**REQUIRED WORK:**
Return each line below that contains the word "concrete", copying every such line in full.
◆ ◆ ◆ ◆
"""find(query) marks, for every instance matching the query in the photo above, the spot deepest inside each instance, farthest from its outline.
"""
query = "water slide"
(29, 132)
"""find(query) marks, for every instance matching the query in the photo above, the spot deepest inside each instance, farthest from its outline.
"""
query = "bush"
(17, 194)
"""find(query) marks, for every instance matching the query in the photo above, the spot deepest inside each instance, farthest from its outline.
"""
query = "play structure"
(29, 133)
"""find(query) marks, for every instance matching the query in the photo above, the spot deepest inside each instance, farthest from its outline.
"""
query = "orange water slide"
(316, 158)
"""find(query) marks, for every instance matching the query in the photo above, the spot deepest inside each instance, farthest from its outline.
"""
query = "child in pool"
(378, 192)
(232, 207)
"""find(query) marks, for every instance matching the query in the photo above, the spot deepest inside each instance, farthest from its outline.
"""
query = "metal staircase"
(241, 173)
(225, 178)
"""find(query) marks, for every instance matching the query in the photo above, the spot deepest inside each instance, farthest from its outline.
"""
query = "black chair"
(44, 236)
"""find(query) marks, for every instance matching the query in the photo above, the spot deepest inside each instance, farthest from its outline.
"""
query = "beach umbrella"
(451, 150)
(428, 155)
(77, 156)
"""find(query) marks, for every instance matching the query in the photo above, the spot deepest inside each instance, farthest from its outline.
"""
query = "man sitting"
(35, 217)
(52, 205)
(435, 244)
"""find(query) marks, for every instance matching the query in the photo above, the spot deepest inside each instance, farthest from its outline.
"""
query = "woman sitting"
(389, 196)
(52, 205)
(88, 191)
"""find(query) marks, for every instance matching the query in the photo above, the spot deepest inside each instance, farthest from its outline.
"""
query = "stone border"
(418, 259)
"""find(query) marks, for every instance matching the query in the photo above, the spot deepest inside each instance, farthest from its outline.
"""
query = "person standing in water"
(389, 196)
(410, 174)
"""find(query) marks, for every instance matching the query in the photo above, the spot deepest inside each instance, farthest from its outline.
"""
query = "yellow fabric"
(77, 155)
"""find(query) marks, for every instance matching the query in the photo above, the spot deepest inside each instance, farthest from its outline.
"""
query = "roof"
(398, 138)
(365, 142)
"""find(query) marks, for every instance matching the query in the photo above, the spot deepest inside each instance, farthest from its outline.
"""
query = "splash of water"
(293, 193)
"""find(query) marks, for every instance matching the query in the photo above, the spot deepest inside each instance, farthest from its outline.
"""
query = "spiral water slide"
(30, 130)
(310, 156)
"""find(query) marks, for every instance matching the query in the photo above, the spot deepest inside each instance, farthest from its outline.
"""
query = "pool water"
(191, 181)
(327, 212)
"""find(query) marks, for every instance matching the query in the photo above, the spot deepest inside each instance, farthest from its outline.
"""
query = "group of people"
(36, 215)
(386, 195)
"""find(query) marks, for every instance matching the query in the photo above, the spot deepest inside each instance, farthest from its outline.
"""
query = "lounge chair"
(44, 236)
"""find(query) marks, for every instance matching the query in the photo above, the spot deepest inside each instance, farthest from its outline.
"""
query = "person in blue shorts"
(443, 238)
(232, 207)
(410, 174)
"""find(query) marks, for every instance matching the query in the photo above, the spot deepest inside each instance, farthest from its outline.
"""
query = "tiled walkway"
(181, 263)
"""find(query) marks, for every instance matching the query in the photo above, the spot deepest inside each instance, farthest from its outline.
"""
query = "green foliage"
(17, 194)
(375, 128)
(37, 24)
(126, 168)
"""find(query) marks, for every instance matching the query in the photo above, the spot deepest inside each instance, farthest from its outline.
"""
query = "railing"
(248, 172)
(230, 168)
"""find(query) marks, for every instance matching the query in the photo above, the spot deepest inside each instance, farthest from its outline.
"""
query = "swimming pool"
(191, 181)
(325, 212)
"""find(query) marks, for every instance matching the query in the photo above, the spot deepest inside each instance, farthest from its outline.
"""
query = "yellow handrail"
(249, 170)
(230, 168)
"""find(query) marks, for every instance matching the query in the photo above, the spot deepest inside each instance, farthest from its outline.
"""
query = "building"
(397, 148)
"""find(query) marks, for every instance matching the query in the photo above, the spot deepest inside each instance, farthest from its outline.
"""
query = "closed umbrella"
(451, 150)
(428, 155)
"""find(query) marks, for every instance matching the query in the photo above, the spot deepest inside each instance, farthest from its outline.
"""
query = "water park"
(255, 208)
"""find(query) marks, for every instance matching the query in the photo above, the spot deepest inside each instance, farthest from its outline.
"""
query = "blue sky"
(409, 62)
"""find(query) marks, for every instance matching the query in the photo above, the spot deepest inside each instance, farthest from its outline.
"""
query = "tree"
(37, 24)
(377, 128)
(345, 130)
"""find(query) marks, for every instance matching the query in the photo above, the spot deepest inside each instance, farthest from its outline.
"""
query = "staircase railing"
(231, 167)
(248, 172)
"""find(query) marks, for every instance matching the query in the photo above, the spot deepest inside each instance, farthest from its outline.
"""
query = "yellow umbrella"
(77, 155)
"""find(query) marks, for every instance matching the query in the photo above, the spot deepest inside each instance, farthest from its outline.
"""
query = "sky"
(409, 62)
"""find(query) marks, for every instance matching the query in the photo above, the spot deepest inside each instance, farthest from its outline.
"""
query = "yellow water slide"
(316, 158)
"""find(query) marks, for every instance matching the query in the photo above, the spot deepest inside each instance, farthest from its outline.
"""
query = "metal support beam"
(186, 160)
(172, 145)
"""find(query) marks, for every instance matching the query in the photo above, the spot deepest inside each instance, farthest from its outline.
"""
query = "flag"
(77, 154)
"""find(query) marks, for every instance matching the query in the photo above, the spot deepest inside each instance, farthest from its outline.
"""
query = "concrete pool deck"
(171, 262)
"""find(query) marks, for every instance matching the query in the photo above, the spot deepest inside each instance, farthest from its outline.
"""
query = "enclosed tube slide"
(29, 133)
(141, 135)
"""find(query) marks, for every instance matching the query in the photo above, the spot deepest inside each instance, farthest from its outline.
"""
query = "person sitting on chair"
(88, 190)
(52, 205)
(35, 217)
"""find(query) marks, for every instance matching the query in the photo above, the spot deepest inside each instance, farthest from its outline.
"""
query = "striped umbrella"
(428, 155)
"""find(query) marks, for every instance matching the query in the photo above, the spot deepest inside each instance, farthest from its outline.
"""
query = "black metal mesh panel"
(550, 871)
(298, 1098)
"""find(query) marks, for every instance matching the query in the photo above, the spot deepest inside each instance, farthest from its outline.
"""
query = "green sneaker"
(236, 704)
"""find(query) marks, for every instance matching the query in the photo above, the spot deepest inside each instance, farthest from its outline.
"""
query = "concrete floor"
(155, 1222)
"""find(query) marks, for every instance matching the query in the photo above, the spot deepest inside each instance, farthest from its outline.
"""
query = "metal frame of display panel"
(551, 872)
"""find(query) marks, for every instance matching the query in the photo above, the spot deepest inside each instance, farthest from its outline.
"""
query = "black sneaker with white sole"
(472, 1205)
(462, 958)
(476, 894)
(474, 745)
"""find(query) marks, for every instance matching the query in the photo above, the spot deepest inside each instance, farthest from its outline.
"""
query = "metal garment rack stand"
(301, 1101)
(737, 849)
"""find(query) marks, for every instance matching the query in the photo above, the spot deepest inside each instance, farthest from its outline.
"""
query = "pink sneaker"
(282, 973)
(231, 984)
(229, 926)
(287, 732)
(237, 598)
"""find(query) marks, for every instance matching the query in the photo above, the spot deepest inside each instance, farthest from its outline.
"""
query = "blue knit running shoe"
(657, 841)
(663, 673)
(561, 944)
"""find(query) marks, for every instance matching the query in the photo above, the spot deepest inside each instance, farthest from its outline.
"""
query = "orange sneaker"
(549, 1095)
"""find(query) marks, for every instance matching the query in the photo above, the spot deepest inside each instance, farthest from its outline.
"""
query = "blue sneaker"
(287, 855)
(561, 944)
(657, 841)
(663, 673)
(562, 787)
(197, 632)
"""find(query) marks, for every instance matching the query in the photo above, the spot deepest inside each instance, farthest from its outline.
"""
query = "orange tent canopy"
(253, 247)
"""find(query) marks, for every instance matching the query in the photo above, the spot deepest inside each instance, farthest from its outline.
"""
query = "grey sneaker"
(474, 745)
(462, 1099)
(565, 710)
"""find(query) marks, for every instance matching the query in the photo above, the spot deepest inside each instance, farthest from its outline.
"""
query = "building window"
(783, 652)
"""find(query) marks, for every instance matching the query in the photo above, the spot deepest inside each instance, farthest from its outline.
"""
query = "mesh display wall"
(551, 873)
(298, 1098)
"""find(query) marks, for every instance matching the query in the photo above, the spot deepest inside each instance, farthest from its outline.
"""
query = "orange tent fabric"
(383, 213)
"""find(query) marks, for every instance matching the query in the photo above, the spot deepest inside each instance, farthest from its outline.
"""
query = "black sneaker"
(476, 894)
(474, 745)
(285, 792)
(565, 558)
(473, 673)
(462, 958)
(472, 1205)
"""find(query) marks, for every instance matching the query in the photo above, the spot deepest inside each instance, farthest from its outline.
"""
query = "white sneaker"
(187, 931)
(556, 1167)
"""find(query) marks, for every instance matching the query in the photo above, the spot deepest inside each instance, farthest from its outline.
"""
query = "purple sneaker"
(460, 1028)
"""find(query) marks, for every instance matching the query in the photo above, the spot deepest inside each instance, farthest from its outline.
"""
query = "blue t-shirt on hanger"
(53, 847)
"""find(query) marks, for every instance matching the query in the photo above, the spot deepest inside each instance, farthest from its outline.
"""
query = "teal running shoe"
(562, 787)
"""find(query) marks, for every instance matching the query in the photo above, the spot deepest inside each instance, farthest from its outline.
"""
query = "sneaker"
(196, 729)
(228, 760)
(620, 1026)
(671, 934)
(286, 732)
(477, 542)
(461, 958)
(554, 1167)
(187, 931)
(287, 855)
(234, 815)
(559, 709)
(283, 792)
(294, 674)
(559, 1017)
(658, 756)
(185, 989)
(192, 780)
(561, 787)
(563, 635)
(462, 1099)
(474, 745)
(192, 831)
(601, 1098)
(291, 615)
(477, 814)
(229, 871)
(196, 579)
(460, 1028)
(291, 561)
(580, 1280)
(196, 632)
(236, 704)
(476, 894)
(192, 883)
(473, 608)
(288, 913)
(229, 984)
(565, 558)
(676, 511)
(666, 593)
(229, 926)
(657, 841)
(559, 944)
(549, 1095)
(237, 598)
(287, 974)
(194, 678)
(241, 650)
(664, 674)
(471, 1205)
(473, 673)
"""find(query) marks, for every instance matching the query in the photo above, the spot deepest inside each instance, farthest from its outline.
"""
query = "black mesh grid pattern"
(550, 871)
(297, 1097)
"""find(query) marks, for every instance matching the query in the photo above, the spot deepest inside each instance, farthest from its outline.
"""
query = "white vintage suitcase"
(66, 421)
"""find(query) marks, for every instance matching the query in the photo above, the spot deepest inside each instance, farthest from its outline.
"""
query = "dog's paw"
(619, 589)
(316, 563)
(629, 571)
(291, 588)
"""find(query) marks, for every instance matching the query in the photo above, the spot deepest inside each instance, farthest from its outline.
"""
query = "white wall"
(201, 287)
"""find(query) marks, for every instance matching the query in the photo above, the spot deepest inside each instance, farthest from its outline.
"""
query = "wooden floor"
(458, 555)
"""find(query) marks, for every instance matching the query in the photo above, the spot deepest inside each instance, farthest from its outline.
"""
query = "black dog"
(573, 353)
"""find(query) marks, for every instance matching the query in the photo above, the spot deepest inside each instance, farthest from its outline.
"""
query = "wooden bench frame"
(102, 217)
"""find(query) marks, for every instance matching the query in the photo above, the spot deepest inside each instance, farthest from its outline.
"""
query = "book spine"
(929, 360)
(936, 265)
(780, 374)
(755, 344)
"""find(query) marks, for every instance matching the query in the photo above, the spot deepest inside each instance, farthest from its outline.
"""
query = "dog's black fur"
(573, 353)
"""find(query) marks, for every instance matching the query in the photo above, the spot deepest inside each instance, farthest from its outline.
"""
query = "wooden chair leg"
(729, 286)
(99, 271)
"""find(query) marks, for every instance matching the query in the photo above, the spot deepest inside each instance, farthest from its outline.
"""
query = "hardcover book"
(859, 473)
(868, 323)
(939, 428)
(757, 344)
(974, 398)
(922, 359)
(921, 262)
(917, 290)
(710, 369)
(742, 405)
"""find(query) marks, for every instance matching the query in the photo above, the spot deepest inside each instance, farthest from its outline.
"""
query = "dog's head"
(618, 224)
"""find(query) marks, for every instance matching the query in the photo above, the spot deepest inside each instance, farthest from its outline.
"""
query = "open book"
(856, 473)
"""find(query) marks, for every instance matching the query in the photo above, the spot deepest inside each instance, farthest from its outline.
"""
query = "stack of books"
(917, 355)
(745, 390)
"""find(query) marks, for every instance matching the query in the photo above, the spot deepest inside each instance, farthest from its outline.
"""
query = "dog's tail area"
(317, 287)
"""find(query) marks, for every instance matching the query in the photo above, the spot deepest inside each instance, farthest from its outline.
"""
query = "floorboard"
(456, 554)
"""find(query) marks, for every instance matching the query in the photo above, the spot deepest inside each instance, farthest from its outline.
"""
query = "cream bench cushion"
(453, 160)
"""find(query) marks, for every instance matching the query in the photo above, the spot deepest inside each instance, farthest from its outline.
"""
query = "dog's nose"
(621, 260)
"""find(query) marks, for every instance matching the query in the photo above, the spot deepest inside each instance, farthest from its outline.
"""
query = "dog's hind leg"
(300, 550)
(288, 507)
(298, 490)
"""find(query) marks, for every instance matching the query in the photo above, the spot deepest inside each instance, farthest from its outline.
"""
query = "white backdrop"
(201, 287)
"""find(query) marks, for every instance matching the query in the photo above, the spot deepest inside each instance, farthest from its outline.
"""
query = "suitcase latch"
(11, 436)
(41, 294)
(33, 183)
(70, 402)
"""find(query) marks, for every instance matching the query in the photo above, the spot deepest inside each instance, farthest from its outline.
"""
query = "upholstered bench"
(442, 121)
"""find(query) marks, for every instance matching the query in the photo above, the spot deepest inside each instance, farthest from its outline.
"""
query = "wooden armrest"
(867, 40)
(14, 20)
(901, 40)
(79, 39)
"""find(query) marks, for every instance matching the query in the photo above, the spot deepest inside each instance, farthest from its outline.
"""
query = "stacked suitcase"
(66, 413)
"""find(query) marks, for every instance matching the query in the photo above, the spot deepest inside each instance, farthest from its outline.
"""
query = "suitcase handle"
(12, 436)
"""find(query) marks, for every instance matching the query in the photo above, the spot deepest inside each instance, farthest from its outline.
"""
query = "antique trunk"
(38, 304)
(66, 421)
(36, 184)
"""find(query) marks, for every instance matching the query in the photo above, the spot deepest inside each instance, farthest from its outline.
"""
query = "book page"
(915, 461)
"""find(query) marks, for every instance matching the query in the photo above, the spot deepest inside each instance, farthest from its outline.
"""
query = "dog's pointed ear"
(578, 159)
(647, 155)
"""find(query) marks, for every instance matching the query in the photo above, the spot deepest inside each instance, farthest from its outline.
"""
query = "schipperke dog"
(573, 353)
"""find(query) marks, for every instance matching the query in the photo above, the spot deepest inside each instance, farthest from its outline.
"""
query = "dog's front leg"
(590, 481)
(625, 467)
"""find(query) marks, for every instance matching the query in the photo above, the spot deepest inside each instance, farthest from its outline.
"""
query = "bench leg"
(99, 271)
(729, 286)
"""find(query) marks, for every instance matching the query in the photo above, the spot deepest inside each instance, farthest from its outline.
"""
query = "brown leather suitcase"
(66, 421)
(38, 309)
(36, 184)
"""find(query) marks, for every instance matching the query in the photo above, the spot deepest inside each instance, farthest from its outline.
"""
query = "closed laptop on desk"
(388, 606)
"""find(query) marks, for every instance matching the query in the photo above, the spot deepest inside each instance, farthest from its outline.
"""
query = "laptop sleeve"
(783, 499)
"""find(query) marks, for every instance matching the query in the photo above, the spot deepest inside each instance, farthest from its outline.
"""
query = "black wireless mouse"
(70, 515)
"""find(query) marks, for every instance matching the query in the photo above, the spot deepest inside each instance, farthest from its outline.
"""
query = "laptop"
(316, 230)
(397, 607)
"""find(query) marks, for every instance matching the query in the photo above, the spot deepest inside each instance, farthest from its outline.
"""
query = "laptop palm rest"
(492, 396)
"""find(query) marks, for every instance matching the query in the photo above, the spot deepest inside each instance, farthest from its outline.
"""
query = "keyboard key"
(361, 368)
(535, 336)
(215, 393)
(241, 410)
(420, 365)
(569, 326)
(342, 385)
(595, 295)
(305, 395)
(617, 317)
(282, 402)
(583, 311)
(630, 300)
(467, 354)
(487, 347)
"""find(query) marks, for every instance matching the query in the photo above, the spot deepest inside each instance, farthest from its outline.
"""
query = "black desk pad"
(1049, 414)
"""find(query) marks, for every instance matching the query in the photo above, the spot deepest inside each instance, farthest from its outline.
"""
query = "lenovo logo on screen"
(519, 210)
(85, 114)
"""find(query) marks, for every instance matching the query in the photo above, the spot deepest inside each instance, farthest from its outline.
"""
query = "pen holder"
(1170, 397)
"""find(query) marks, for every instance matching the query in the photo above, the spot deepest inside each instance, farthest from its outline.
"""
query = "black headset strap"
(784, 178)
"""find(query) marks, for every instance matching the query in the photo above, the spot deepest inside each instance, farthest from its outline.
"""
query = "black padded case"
◆ ◆ ◆ ◆
**ANSWER IN FULL:**
query = "concrete pool deck"
query = "concrete floor"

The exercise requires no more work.